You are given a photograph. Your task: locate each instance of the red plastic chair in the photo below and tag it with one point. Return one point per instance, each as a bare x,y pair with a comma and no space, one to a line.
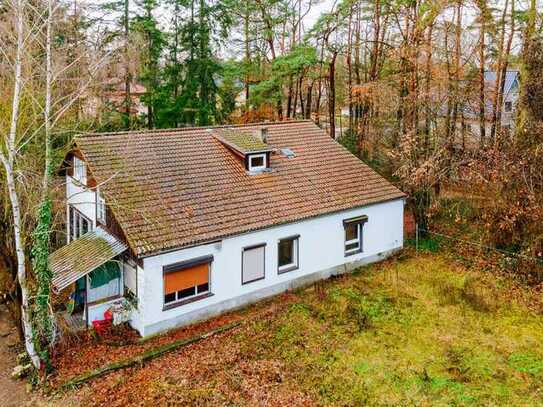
101,326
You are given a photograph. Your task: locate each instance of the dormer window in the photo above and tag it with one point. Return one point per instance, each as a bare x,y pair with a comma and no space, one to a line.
252,148
257,162
80,171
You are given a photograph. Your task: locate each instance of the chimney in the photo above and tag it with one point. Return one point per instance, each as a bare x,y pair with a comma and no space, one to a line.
262,134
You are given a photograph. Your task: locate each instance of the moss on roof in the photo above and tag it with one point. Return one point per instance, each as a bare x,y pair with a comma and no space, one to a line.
83,255
243,142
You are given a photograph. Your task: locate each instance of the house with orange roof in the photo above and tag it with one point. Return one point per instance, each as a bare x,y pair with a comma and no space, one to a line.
168,227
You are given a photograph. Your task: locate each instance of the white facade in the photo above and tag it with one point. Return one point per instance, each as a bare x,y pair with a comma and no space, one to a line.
321,254
81,198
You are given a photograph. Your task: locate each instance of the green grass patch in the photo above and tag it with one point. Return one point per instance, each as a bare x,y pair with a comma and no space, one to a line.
416,332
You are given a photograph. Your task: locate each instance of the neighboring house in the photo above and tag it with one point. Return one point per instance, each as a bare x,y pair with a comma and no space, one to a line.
112,95
189,223
508,108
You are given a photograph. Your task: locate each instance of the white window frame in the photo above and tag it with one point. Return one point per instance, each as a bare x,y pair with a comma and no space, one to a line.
181,267
359,224
257,167
295,254
80,171
247,249
79,217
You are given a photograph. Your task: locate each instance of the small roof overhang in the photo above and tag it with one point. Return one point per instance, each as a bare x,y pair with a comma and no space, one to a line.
80,257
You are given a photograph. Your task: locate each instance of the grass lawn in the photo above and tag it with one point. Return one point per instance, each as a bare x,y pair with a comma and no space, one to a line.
417,331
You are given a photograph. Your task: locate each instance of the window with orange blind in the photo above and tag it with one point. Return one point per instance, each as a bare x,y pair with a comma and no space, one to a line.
186,280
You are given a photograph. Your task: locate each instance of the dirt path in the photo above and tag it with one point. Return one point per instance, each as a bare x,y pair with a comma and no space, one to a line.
12,393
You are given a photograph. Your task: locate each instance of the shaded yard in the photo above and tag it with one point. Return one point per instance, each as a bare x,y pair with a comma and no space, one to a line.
421,330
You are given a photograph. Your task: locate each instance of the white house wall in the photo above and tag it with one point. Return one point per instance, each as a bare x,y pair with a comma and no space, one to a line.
83,199
321,254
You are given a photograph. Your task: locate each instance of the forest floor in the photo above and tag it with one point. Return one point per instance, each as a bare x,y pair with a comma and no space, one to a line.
12,393
420,329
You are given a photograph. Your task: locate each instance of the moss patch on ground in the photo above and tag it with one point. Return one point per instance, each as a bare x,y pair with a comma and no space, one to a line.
417,331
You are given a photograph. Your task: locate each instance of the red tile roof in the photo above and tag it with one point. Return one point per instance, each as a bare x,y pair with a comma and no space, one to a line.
180,187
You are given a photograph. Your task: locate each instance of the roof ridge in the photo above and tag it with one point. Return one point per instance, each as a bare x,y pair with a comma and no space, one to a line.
185,129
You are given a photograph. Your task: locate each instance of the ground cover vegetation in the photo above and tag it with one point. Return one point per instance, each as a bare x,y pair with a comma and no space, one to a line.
419,329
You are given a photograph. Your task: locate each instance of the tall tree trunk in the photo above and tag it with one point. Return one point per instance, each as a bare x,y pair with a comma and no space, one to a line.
482,121
456,83
9,162
504,67
289,98
332,94
247,55
427,108
127,73
308,100
497,84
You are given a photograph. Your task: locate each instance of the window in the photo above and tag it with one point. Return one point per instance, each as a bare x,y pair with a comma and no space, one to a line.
353,234
100,209
79,224
287,254
257,162
187,280
252,264
80,170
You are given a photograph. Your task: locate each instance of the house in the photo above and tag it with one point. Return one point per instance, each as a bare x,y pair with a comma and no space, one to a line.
167,227
469,115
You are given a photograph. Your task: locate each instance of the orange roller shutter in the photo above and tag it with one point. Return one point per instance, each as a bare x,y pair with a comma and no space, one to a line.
186,278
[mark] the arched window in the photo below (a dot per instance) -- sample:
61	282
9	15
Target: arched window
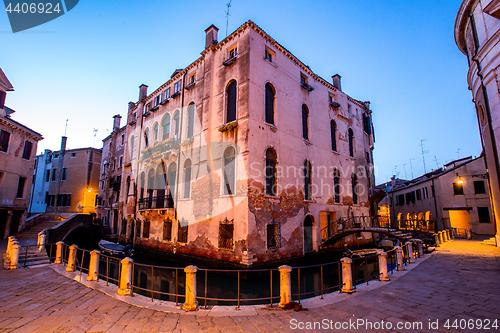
187	179
307	180
146	137
270	173
231	102
305	120
229	171
131	149
333	133
190	120
354	182
165	123
176	124
336	185
351	142
269	104
155	132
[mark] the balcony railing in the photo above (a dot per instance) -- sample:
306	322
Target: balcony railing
157	202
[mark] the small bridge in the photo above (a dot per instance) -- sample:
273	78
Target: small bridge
343	227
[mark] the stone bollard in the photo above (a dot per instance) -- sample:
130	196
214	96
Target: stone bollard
72	258
409	251
399	258
285	285
41	240
14	256
94	266
59	253
382	266
347	275
420	246
190	304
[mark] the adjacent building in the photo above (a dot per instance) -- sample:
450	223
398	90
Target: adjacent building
455	196
245	155
477	32
109	205
18	145
66	181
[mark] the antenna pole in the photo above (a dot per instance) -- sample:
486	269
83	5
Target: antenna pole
423	152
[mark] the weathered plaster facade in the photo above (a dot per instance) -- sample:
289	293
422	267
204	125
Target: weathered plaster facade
18	145
477	35
245	101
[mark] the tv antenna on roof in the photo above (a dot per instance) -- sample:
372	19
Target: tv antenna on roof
227	15
95	133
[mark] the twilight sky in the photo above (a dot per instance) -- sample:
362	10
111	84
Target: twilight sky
86	65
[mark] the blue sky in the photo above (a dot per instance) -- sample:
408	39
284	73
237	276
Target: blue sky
401	56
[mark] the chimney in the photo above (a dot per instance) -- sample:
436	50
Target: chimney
143	92
116	122
336	81
63	143
211	33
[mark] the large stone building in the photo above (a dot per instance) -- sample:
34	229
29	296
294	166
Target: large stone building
254	150
17	147
66	181
455	196
109	206
477	35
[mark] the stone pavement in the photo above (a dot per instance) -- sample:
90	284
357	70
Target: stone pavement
460	281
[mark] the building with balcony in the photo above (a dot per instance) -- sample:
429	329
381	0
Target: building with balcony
66	181
477	35
244	155
455	196
17	149
109	206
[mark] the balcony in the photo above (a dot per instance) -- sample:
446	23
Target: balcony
157	202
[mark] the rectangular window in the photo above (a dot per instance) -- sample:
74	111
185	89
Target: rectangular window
484	214
4	141
232	52
27	150
145	229
226	231
20	187
458	189
167	230
269	55
479	187
273	235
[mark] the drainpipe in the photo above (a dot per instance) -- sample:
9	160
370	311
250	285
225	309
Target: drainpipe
488	112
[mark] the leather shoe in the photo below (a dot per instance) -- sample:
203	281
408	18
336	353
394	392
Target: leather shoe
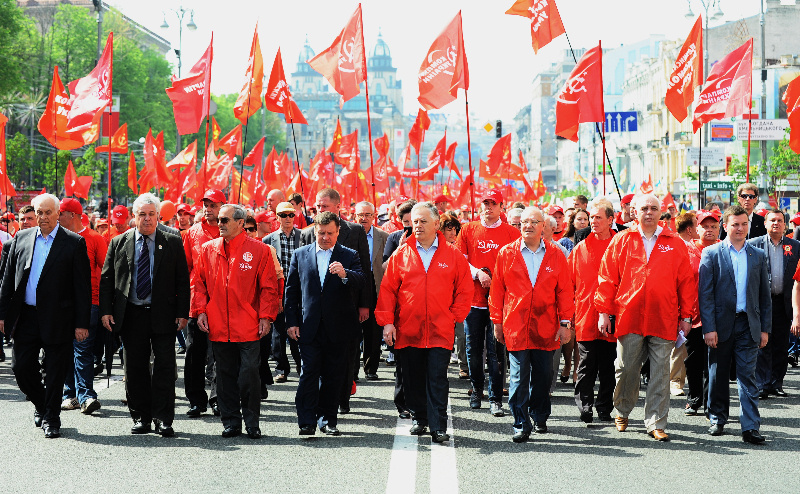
51	432
752	437
440	436
140	427
231	432
330	430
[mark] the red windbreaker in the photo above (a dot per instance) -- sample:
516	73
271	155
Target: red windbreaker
530	314
424	307
235	288
649	298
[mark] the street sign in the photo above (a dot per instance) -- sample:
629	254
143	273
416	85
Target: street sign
621	121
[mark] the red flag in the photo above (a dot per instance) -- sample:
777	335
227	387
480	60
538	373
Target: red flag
546	22
344	64
581	100
119	142
728	90
278	98
249	100
792	99
92	93
53	123
687	73
444	68
190	95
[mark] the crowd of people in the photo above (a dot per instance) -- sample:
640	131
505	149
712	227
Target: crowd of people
627	297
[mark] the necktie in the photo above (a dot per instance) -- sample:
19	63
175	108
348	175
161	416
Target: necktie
143	285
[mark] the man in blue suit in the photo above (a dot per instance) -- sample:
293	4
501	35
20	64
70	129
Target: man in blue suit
736	311
321	313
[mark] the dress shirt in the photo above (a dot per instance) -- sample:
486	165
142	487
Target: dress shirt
650	243
41	249
427	254
739	263
151	244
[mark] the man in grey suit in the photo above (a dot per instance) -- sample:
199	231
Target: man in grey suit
371	332
285	241
736	311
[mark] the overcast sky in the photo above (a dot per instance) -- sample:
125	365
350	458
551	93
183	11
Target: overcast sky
501	61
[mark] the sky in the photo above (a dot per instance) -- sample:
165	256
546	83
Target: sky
502	64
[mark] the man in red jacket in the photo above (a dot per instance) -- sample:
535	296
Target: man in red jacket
236	297
426	289
531	304
646	280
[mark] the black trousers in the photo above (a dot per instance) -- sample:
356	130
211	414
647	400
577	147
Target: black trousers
27	344
194	370
238	382
696	369
151	394
596	358
425	384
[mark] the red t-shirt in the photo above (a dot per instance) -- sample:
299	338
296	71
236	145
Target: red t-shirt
481	245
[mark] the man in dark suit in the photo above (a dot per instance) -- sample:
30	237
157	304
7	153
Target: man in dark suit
782	256
46	300
144	296
321	314
736	311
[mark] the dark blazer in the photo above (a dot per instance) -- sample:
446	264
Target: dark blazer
64	292
790	259
352	236
308	304
717	292
170	296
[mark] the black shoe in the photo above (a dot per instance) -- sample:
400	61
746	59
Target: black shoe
521	437
51	432
752	437
140	427
232	432
440	436
330	430
418	429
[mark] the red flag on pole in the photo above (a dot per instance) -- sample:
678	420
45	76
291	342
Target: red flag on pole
728	90
444	68
581	100
343	63
687	73
546	22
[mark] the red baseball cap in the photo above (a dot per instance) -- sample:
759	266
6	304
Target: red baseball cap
215	195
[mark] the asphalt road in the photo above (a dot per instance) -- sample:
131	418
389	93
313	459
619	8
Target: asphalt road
98	454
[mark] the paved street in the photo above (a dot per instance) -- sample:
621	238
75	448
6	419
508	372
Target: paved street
375	454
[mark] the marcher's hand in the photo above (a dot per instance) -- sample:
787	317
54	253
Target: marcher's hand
711	339
389	334
202	322
107	321
498	333
485	279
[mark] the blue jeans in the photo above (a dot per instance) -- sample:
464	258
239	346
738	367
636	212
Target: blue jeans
529	387
79	382
480	335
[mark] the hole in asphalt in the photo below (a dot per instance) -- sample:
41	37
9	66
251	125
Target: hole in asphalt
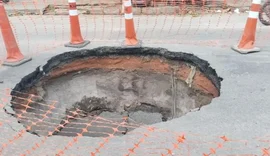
112	91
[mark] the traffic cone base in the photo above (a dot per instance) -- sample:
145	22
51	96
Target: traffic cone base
80	45
136	45
246	44
17	62
245	51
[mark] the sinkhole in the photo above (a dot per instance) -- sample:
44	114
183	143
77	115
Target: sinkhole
111	91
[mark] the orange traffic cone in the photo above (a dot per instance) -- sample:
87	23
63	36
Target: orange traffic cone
76	40
14	56
246	44
131	39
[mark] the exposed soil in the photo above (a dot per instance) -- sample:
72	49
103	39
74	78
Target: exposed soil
111	91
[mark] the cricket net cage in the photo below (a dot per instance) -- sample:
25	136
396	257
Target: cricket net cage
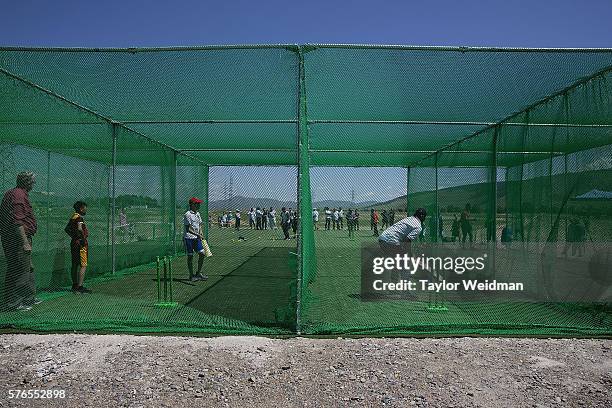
521	137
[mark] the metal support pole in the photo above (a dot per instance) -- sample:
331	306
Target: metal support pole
158	282
437	204
113	197
204	206
173	201
407	191
305	239
493	224
48	221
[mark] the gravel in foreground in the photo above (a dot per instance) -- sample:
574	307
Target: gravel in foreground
144	371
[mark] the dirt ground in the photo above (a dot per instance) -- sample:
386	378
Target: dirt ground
144	371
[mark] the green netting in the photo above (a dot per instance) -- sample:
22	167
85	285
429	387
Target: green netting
519	139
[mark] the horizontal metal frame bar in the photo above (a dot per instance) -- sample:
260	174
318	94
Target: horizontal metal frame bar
294	47
154	49
209	121
315	122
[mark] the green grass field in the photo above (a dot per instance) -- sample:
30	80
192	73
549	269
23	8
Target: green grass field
252	289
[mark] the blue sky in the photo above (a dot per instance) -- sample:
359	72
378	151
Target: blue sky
112	23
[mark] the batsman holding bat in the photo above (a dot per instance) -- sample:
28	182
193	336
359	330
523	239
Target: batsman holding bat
194	241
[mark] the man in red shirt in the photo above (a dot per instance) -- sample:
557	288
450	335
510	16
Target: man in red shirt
17	227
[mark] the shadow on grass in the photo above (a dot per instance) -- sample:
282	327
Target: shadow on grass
259	291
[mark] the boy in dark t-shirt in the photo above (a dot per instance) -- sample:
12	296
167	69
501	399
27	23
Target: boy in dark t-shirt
78	233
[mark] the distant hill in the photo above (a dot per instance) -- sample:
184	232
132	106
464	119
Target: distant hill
341	203
534	192
245	203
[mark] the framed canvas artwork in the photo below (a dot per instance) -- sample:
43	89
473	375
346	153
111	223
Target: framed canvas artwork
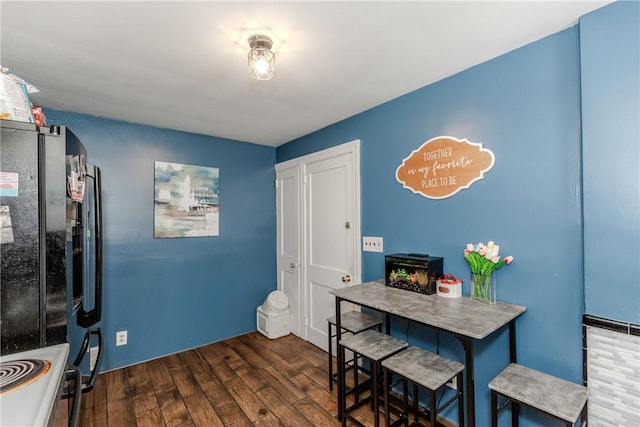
186	202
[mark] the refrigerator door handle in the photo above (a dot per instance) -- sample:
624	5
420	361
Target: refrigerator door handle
93	316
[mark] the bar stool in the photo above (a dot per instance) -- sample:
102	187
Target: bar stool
375	347
426	369
561	399
354	322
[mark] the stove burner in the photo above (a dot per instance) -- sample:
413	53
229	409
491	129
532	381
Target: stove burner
20	372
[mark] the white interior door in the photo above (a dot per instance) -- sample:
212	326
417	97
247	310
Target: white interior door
332	236
318	234
288	208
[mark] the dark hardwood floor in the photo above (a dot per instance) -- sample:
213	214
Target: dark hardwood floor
244	381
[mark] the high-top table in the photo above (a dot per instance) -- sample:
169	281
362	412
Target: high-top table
463	317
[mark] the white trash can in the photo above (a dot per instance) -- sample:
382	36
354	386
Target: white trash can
273	316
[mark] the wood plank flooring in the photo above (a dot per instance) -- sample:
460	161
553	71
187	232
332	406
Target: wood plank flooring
244	381
249	380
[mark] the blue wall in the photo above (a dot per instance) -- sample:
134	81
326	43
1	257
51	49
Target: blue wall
174	294
525	106
610	54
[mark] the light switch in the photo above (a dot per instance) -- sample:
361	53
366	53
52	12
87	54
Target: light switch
372	244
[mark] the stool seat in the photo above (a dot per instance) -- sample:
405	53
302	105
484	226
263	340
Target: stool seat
423	367
353	322
373	345
426	369
356	321
557	397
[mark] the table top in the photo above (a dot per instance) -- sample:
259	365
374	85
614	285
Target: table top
463	316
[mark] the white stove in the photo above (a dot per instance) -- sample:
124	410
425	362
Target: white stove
32	402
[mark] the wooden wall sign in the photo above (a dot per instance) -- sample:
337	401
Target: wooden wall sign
443	166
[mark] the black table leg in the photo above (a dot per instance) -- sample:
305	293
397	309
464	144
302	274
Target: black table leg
467	343
341	371
513	357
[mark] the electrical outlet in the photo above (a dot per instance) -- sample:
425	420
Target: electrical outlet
453	383
372	244
121	338
93	357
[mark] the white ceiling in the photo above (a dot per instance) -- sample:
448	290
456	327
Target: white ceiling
182	65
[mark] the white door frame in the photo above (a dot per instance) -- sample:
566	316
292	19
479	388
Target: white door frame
352	147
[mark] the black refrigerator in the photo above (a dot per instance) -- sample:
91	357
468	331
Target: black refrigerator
51	243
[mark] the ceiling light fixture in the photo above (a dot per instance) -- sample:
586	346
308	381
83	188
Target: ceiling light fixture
262	62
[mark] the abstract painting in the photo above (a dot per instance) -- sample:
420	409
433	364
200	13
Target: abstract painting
187	201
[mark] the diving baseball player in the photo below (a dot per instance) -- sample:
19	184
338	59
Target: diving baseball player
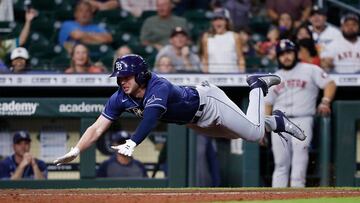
296	95
204	108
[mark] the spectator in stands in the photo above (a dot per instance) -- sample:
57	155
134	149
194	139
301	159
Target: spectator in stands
299	10
164	65
22	164
248	48
81	30
120	165
102	5
323	33
137	7
157	29
268	48
239	12
19	60
307	51
303	32
80	61
342	54
6	46
3	67
221	47
286	26
180	53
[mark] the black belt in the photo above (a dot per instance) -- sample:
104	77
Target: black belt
198	114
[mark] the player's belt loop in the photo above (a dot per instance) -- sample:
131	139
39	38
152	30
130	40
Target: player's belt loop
198	114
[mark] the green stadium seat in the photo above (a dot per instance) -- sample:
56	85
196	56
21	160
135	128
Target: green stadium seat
44	5
197	15
131	25
60	63
259	24
107	61
146	14
253	64
38	45
44	25
112	16
98	51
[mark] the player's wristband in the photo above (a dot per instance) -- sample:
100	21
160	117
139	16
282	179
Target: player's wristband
325	101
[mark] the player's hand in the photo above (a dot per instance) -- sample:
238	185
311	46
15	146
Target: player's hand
74	152
324	109
125	149
26	160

» **Given problem**:
Return, word for word, each line from the line that contains "[mark] the player's belt" to the end of the listing above; include both end lines and nothing else.

» **Result of this exercise**:
[mark] the player's belt loop in the photo above (a dot per instance) -- sample:
131	139
39	38
152	30
130	40
Target: player's belt loop
198	114
[mark] the green stadium seat in the photo above (a dot per instance) -- sample:
56	85
196	56
21	160
135	128
Target: green stadium seat
44	5
197	15
131	25
60	63
259	24
107	61
146	14
253	64
38	45
44	25
112	16
98	51
[mark] the player's wristband in the photo above (a dot per instance) -- sample:
100	21
160	117
139	16
282	179
Target: player's wristband
325	101
[mark] the player's hand in the photo above (a dot per instance) -- sample:
238	185
311	46
15	146
Target: player's hand
74	152
324	109
125	149
26	160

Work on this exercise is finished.